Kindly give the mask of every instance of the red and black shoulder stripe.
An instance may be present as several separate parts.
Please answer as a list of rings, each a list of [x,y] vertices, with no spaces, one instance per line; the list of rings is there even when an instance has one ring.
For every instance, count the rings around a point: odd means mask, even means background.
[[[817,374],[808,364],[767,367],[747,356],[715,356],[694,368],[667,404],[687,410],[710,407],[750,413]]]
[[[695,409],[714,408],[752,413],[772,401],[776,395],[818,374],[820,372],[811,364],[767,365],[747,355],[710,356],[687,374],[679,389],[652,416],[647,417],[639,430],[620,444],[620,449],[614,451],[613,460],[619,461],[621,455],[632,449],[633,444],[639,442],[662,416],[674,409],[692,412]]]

_____

= Exercise goal =
Give back the data exactly, with no line dropped.

= Result =
Kindly give the mask of every instance of the red and black shoulder stripe.
An instance may be present as several separate parts.
Please answer as a list of rings, each a list of [x,y] vertices, with no spaces, one instance per line; the list of rings is there even when an instance has one ring.
For every instance, count the rings around a point: odd means mask, even means background.
[[[817,374],[808,364],[767,367],[747,356],[715,356],[694,368],[667,404],[687,410],[710,407],[750,413]]]
[[[695,409],[714,408],[752,413],[772,401],[776,395],[818,374],[820,372],[811,364],[767,365],[747,355],[710,356],[687,374],[679,389],[652,416],[647,417],[639,430],[620,444],[620,449],[614,451],[613,460],[619,461],[621,455],[632,449],[633,444],[639,442],[662,416],[674,409],[692,412]]]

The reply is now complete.